What you have to do: In the excerpt on INP number concentrations, what are the spectra of untreated samples merged from?

Excerpted text:
All spectra of untreated samples shown in this study are merged from the individual LINA and INDA spectra of the respective sample. For simplicity, the INP number concentration per air volume after merging is denoted as N_INP. See Sect. S1, Fig. S1 for a detailed description regarding the merging procedures. Regarding the blank filters, their measured f_ice(T) were generally clearly below the respective values of the atmospheric samples, and a background subtraction was not done (for details see the Supplement, Sect. S2, Fig. S2).

2.2.6 Uncertainty of N_INP and detection limit

Uncertainties in the derived N_INP due to the underlying Poisson distribution are assessed based on a formula by Agresti and Coull (1998), which yields the 95 % confidence interval for f_ice(T)

Dataset content:
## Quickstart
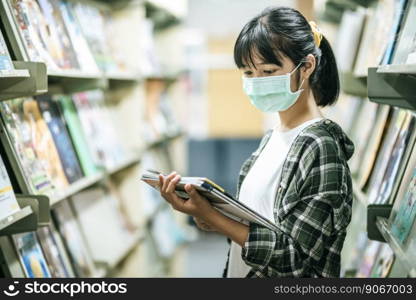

Answer for this exercise: They are merged from the individual LINA and INDA spectra of the respective sample.